--- START DATA SHOWN ---

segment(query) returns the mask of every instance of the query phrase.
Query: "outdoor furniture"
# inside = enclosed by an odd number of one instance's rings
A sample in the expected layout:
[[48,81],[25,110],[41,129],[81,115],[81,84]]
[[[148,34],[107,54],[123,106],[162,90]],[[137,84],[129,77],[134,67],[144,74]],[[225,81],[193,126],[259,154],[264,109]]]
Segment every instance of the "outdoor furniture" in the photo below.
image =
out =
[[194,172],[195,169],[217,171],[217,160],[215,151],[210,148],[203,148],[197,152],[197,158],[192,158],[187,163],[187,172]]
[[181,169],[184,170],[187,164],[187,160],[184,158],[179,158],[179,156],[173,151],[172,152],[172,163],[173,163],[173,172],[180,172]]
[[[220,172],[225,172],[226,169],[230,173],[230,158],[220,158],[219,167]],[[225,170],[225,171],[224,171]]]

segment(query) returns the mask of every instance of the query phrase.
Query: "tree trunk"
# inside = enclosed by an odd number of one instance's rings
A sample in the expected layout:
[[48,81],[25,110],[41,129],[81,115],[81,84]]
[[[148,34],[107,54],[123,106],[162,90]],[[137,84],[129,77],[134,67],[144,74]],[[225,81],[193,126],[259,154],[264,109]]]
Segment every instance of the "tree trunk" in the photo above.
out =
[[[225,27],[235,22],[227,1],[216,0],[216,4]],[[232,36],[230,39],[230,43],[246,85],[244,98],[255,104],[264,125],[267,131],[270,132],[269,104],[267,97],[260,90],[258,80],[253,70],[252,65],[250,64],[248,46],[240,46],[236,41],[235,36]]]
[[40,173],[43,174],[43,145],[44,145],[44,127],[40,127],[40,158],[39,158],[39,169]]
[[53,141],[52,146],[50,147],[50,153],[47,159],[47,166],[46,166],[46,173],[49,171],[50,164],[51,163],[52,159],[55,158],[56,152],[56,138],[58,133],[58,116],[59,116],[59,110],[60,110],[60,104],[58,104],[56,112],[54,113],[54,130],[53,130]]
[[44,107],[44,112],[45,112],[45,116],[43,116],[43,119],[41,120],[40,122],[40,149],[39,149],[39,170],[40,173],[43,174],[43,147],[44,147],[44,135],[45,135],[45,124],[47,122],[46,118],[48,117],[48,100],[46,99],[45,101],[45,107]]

--- END DATA SHOWN ---

TASK GOAL:
How many lines of the listing contain the string "photo", with case counting? Reply with the number alone.

FINISHED ANSWER:
2